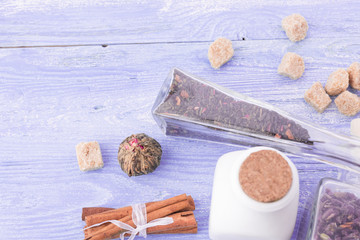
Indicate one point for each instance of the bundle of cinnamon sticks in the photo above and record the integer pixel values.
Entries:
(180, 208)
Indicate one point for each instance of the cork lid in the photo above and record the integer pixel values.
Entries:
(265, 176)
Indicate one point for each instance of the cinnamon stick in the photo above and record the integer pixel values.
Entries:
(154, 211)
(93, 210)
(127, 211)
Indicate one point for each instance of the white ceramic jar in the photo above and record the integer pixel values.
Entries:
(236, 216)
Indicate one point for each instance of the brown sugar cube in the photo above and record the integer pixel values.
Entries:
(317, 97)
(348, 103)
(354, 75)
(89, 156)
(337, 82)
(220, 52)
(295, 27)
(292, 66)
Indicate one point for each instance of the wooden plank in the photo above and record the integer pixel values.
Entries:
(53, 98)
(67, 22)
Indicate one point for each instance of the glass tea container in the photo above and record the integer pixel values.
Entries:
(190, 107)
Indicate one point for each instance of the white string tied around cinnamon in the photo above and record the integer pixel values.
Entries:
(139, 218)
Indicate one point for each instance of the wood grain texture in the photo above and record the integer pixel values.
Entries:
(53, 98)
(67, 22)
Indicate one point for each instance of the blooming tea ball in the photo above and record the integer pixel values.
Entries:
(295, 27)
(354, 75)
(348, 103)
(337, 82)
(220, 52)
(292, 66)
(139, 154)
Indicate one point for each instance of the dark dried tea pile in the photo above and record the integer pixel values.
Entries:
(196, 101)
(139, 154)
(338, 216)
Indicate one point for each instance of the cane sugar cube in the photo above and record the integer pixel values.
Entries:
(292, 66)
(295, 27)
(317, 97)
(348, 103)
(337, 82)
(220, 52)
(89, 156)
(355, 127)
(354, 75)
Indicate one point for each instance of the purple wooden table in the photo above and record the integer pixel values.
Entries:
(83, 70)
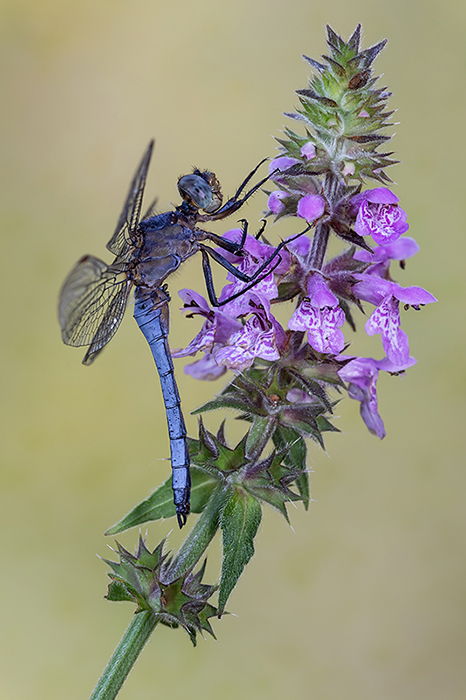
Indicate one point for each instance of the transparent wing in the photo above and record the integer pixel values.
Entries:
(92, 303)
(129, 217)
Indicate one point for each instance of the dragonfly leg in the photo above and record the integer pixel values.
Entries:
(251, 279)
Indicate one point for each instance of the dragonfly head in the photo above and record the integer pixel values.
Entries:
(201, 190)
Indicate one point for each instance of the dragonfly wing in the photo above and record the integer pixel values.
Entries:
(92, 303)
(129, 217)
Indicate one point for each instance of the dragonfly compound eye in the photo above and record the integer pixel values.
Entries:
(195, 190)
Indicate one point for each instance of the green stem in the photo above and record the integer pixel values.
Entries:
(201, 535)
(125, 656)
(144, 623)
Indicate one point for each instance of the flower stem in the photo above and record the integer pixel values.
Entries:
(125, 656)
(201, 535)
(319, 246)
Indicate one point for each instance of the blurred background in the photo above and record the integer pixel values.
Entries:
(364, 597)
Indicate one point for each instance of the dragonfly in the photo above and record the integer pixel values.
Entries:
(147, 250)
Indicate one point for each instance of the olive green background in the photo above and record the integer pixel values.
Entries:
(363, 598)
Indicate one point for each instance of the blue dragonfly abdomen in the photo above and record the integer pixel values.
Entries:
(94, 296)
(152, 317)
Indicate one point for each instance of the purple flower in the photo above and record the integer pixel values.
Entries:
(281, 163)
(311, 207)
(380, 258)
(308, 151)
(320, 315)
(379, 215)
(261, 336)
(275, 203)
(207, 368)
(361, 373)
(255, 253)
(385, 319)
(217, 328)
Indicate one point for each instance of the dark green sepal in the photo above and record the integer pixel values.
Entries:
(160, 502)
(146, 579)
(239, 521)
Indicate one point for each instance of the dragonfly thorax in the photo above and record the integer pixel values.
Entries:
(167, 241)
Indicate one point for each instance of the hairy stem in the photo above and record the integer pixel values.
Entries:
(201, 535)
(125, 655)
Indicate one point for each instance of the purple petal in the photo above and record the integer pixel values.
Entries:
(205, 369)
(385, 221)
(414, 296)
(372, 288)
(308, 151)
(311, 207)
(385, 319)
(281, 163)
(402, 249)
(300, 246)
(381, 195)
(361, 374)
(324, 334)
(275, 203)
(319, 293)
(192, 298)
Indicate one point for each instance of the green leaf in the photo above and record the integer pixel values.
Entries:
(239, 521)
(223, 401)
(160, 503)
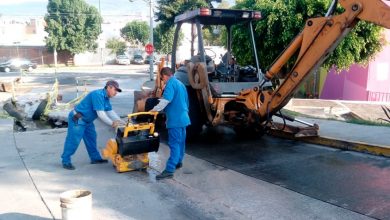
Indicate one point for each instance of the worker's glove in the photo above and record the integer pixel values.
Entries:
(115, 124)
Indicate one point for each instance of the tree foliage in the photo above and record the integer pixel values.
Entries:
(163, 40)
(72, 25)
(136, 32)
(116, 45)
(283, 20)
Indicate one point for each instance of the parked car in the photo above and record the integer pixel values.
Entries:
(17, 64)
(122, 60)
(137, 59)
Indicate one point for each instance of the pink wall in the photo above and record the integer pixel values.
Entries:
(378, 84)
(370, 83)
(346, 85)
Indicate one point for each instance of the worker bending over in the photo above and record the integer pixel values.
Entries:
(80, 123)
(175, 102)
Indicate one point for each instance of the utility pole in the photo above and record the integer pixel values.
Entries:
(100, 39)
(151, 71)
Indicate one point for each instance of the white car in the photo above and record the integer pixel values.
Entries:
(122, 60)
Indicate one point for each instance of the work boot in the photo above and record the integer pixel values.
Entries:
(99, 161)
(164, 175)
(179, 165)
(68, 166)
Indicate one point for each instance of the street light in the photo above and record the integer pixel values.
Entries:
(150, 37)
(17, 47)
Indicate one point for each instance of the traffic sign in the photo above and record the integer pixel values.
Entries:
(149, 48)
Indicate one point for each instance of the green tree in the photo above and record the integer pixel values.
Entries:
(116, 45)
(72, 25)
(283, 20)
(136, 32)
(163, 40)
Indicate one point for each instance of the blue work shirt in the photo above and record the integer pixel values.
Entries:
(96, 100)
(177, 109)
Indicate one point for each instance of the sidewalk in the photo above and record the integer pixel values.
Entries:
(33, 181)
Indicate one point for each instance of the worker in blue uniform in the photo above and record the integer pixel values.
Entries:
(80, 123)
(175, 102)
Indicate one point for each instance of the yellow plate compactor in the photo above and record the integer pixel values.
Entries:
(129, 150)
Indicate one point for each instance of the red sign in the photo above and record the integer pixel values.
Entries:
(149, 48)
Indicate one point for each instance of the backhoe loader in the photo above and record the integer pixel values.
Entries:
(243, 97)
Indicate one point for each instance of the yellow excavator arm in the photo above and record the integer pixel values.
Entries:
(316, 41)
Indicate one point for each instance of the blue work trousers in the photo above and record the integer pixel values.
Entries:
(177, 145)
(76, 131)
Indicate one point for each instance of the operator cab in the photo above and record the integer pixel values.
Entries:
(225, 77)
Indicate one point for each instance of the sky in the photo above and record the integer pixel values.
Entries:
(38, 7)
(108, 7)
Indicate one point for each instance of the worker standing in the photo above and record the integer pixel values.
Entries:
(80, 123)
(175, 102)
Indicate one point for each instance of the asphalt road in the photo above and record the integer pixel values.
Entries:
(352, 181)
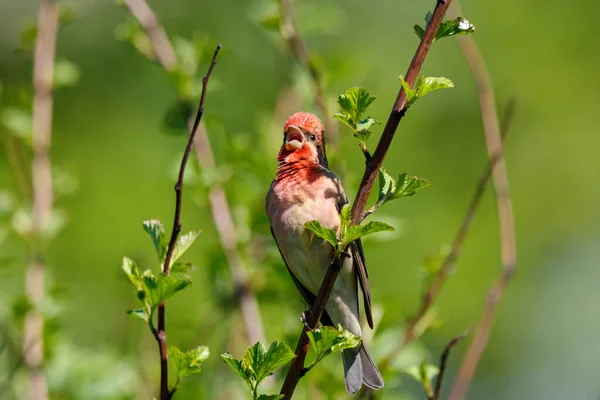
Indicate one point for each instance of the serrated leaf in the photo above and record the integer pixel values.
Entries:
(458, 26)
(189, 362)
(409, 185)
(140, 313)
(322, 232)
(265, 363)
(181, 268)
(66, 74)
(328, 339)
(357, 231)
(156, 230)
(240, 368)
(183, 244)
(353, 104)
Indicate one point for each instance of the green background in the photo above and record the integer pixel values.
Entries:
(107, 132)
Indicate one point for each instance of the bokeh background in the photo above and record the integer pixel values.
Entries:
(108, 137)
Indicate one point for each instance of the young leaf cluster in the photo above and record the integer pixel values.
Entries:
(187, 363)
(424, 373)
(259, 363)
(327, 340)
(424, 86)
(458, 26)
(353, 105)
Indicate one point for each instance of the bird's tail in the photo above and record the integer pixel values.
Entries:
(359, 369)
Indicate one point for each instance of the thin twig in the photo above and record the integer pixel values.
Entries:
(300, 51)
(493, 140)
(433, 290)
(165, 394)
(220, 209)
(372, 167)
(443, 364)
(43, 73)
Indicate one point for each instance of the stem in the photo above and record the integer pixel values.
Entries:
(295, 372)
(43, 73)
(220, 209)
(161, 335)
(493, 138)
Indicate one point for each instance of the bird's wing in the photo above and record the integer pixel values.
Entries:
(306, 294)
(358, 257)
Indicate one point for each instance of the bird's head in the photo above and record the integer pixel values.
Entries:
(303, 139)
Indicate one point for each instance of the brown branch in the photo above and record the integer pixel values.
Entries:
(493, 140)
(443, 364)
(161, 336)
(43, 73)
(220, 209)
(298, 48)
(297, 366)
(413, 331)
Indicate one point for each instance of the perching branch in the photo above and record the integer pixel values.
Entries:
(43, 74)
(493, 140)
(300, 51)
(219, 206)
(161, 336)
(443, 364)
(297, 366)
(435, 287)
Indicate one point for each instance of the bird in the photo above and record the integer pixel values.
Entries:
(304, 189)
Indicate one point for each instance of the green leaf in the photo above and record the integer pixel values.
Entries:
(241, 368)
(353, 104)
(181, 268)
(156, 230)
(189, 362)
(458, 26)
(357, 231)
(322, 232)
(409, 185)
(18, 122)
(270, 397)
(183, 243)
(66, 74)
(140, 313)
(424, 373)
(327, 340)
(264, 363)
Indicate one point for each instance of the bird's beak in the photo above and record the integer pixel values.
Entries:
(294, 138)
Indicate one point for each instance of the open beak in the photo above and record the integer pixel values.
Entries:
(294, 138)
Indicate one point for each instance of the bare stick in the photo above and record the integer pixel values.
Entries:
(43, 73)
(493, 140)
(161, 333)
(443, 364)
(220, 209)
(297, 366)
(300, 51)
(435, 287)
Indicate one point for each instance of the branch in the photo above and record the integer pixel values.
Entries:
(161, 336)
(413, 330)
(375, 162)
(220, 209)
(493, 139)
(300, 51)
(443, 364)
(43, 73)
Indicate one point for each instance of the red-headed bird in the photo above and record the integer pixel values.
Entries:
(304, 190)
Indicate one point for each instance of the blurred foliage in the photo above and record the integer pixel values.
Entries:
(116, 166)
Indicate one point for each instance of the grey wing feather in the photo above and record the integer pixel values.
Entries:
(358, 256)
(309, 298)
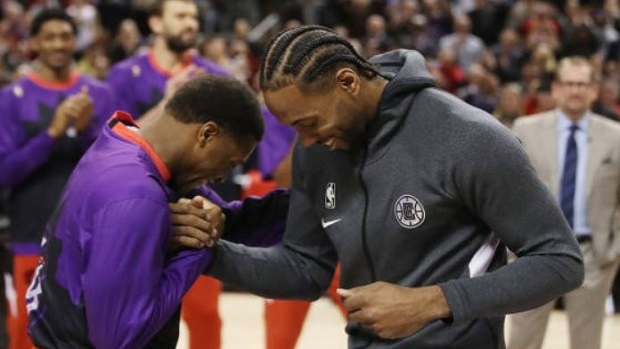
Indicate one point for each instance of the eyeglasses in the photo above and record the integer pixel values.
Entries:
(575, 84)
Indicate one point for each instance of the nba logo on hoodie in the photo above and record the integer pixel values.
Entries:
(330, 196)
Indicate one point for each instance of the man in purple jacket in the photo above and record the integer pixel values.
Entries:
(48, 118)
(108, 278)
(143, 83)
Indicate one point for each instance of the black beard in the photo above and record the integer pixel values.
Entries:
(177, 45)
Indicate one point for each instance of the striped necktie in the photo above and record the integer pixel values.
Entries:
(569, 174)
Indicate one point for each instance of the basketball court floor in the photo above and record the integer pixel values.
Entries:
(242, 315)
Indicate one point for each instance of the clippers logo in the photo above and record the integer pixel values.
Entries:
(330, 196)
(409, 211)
* * * *
#### [Task item]
Find "brown" in the preceding records. Copy each line that holds it.

#### [Response box]
Indicate one point for each instance of the brown sugar cube in the photo above and record the integer pixel values.
Indicate one point for each instance of the brown branch in the photo above and record the integer pixel values.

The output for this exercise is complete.